== What the task asks ==
Reproduce verbatim the lines of the material below, starting at the line with "Point out the stone" and ending at the line with "Point out the man's hand", both inclusive; skip the rest.

•••••

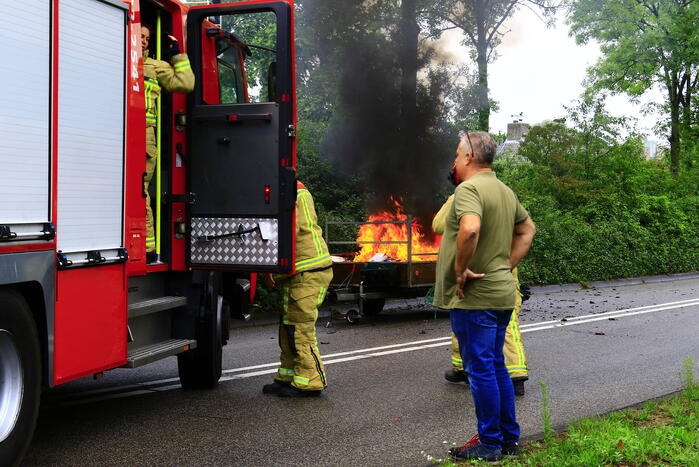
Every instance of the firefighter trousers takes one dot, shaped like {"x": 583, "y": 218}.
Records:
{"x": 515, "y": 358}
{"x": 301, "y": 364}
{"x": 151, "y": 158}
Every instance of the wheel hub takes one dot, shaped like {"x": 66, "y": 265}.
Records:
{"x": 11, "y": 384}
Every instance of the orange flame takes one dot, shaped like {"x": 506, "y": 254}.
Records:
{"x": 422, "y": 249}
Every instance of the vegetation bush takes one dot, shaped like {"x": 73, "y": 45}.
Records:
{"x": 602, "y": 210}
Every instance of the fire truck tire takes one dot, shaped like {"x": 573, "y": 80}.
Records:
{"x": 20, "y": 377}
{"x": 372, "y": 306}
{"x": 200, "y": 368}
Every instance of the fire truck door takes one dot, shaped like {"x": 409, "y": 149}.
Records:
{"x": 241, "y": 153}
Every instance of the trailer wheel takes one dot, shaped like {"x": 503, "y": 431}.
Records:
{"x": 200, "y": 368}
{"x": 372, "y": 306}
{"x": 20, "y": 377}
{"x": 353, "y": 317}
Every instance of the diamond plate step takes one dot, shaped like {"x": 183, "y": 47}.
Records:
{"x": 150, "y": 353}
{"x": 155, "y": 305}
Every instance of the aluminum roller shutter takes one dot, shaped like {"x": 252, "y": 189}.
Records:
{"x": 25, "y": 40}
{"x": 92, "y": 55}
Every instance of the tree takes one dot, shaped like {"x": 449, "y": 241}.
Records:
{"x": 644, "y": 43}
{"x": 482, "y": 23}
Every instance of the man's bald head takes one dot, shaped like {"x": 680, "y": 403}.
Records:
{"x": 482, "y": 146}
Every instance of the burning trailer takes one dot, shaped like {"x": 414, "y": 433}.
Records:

•••••

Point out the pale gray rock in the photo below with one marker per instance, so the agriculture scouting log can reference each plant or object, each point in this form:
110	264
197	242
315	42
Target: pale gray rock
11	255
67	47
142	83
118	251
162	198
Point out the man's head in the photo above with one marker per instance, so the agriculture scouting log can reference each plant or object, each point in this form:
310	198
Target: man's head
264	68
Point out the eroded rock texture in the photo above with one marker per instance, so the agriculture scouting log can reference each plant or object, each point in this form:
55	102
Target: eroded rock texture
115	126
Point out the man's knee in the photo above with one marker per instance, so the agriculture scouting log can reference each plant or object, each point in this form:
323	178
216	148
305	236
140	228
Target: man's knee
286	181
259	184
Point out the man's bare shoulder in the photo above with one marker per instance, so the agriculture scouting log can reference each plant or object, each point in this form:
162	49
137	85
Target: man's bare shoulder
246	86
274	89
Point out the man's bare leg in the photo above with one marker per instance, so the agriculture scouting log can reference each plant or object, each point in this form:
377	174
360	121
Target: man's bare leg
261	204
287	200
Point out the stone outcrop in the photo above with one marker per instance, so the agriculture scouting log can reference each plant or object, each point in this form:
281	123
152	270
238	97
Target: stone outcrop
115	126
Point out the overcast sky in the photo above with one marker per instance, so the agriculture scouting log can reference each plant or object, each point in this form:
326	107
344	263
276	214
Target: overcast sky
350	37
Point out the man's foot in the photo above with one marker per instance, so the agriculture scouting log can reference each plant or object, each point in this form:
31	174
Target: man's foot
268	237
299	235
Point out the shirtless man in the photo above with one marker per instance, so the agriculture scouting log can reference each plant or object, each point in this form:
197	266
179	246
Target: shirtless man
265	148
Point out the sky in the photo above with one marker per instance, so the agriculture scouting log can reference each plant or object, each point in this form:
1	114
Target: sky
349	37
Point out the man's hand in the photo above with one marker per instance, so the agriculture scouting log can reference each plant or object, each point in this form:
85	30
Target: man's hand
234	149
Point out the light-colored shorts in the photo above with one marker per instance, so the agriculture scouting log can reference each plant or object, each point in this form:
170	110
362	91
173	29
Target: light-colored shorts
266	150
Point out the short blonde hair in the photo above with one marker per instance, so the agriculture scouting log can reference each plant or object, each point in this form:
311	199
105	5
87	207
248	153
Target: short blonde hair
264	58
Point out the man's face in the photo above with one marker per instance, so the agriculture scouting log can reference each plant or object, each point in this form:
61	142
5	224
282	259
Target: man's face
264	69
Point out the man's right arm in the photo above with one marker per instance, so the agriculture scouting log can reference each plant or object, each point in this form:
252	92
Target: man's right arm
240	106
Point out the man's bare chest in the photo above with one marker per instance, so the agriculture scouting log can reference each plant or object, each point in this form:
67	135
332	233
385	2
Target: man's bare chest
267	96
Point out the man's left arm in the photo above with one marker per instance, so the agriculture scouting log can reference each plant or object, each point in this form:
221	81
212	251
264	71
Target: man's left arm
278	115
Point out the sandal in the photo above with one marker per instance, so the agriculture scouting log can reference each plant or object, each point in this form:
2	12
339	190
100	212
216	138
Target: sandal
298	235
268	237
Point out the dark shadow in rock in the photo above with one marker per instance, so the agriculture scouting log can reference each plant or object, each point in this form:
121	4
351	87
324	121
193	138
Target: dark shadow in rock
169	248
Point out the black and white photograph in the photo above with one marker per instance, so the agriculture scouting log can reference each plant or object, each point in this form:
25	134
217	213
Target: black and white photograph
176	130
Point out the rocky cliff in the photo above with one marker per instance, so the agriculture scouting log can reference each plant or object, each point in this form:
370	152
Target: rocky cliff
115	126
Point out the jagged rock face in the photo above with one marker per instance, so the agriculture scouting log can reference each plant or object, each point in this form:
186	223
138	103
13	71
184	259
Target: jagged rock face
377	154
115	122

•••••

== Answer section ==
Point out the stone outcrop in the photo above with one marker per instance, so the agriculture scouting log can reference each plant or object, each point in this form:
281	123
152	270
238	97
Target: stone outcrop
115	126
Point out the overcast sky in the photo above with one marker per instance, so the agriculture scouting log can reference each plant or object, each point in this form:
326	107
344	263
276	214
Target: overcast sky
350	37
Point out the man's foot in the photo above with one marker per instance, so the agriculture scouting log can reference each plant or object, each point in this form:
31	174
Target: man's foot
268	237
299	235
Point out the shirtless man in the photo above with one marker per instance, so the agriculture scouting log can reference each plant or object, each point in this form:
197	266
179	246
Target: shirtless man
265	148
Point out the sky in the photo above with one marker per instance, so the agriculture scouting log can reference each plant or object, each point in this form:
1	114
Target: sky
349	37
Point out the man's hand in the photo above with one marker per instance, so the agriculture scouting log can reference each plant or object, each point in this form:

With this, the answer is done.